--- EXERCISE ---
Only the lines from the line containing "the sea above? Mark it with a dot." to the end of the entries, both included, belong in your answer, and each must match exactly.

Point localization data:
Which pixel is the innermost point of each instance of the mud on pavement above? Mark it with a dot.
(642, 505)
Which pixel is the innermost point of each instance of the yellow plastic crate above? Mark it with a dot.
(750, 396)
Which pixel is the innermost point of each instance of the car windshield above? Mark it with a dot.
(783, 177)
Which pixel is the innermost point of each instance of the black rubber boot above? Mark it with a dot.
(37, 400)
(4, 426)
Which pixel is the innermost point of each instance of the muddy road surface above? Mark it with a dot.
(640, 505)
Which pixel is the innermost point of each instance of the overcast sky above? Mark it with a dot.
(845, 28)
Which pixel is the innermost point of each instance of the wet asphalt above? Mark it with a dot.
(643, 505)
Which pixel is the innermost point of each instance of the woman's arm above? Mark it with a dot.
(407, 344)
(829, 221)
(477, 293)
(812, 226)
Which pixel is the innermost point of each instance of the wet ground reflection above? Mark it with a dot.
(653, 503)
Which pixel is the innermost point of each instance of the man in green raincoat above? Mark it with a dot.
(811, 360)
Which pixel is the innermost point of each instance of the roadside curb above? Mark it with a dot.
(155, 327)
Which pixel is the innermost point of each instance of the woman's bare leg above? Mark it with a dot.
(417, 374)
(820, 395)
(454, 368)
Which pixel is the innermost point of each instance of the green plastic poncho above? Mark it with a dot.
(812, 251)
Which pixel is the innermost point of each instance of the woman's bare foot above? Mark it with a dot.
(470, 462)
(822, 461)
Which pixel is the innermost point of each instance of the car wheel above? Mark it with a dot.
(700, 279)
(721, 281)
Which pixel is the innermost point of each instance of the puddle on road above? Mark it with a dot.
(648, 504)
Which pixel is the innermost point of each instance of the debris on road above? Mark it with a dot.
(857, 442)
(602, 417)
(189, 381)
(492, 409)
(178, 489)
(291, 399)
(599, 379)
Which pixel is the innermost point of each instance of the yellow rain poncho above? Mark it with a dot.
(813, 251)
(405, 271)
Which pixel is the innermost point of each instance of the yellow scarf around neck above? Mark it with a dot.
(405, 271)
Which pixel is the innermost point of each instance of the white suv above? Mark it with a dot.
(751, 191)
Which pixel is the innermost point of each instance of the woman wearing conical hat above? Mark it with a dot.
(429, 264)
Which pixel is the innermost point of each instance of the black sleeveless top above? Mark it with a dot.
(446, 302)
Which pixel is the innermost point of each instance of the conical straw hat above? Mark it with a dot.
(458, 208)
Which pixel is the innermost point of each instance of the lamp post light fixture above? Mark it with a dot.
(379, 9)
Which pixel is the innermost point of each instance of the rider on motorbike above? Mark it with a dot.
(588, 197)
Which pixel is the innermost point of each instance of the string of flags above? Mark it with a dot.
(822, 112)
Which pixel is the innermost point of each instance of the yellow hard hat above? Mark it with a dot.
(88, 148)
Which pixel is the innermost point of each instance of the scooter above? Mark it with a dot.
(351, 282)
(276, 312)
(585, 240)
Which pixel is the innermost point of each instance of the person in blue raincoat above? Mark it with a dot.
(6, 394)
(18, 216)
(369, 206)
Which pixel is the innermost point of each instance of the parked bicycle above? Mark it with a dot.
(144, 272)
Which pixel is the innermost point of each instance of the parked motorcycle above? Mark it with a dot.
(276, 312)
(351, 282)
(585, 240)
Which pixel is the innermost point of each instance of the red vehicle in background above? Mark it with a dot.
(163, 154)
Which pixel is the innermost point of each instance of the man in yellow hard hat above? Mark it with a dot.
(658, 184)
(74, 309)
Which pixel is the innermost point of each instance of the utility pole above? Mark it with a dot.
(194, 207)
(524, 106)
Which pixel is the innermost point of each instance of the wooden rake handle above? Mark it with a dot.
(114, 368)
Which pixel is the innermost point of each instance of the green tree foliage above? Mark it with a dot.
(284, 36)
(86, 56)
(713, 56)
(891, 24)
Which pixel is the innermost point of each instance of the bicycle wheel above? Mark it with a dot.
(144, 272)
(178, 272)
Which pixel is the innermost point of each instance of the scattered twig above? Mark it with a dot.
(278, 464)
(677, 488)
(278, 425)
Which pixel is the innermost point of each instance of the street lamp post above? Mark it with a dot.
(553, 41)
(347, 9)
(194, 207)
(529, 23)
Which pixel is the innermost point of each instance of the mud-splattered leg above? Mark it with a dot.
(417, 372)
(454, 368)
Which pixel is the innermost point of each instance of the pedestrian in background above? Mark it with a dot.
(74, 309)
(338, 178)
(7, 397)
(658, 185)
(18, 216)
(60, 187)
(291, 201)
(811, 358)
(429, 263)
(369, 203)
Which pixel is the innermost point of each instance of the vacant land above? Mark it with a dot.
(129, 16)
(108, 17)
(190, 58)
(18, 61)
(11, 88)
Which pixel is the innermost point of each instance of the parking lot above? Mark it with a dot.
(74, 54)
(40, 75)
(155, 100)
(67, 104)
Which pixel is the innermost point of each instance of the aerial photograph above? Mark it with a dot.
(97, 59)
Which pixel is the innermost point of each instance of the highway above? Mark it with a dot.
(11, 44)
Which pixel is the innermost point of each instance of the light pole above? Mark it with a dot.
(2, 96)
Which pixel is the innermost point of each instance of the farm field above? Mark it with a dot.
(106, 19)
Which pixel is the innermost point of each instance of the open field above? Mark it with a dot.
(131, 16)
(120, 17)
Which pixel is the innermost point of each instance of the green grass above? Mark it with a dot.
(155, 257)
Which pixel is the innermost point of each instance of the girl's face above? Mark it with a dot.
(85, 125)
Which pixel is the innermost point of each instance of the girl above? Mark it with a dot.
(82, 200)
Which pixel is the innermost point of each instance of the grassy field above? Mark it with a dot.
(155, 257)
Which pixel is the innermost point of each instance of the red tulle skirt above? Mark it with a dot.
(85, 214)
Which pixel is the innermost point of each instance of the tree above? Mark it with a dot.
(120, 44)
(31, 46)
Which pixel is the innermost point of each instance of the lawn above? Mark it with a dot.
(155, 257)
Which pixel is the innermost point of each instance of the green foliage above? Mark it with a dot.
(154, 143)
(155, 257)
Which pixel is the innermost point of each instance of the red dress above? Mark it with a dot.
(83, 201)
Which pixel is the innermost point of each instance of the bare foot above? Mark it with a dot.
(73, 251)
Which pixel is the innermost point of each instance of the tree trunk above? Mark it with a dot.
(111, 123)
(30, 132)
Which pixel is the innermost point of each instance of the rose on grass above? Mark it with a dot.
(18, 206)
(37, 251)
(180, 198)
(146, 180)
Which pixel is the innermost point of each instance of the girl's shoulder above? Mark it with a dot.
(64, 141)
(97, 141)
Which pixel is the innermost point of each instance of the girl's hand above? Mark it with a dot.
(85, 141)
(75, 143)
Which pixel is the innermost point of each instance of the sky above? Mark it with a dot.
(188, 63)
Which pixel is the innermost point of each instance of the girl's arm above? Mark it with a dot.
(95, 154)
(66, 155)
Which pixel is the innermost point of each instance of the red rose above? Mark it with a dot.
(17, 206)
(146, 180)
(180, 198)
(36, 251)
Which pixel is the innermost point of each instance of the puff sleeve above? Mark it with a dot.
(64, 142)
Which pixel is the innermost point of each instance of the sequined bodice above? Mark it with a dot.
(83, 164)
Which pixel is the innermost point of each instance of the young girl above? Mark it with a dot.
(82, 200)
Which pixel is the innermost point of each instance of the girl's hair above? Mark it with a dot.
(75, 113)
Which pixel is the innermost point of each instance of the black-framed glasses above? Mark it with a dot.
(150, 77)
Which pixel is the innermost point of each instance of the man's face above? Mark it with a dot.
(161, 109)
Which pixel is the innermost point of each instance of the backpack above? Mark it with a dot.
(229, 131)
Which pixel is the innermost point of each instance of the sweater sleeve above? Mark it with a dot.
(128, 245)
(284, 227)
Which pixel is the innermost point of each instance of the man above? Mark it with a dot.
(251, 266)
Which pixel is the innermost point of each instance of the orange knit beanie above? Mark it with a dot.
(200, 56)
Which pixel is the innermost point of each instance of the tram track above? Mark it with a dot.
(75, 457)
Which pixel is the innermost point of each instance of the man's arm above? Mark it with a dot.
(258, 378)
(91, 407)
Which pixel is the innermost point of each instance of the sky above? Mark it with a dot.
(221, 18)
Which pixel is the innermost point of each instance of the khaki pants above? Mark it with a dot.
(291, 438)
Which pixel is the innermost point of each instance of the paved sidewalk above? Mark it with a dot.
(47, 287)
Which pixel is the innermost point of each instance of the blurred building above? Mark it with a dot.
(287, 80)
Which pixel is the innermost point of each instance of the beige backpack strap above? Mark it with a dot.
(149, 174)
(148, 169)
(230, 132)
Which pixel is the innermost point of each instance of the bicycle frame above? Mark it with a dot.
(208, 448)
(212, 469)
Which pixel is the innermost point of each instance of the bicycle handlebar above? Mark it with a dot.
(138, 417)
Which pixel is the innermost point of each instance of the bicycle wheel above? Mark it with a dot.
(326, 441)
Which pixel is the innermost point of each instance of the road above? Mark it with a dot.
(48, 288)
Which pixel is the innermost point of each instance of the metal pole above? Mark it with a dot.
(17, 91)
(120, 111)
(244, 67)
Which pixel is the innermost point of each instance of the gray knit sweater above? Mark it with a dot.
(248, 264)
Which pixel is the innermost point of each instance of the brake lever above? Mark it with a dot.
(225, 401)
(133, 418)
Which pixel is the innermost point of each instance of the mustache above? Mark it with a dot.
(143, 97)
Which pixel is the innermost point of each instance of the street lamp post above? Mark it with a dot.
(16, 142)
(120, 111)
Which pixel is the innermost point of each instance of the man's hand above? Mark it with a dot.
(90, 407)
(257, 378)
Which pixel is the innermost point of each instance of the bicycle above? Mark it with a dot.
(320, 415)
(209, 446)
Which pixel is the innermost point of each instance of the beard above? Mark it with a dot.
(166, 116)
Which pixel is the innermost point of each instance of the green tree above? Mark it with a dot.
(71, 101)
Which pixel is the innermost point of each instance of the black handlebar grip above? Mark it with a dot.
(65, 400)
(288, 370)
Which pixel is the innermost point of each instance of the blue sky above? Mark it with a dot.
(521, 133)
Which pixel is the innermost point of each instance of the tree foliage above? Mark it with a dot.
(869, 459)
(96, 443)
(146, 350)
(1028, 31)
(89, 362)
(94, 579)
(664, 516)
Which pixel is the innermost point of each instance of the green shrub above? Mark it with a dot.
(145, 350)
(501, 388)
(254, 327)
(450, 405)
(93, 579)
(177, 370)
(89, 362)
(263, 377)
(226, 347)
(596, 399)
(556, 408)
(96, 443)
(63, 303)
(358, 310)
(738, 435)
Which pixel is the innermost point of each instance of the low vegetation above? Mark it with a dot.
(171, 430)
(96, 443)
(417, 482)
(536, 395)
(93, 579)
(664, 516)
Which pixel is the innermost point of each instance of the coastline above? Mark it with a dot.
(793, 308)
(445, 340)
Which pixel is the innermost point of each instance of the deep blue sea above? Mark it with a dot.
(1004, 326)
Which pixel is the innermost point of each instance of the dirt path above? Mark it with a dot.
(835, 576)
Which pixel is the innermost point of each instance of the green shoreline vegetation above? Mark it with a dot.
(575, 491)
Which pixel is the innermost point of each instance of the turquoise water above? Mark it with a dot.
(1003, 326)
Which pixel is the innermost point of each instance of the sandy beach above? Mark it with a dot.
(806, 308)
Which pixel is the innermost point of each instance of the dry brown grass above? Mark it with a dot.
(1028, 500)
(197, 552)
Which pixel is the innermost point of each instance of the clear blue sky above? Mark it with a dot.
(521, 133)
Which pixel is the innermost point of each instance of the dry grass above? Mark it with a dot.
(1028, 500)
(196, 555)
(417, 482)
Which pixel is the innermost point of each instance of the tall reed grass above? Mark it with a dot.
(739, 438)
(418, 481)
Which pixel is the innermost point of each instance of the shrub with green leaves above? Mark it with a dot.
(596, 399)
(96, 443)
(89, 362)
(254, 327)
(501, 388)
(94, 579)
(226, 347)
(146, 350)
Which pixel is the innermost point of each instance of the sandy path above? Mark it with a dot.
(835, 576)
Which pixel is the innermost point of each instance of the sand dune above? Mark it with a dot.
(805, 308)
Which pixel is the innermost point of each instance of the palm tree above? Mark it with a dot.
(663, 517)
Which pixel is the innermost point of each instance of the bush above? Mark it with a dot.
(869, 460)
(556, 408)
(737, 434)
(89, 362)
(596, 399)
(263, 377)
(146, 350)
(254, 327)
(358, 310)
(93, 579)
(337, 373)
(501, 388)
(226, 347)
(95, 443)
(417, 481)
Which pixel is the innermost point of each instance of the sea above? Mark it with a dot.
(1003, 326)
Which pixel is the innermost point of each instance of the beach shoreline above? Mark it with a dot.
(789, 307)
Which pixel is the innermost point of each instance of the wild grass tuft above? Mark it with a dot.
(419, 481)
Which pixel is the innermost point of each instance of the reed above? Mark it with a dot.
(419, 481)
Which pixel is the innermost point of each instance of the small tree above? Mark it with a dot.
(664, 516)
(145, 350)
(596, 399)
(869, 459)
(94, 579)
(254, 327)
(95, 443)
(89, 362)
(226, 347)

--- WRITTEN RESPONSE ---
Which pixel is the innermost point of each instance of the sea above? Mark it with a dot.
(1003, 326)
Which pixel is the innermost point of each instance of the beach shoreline above? Mark it with a dot.
(789, 307)
Which pixel is the innermost point of each instance of the wild grass tuft above? Mark it with a dot.
(419, 481)
Which pixel is the innermost point of each instance of the reed above? Mark it with a dot.
(419, 481)
Which pixel is the innermost point of each instance of the small tree above? Mark it with a dot.
(664, 516)
(145, 350)
(596, 399)
(869, 459)
(94, 579)
(254, 327)
(95, 443)
(89, 362)
(226, 347)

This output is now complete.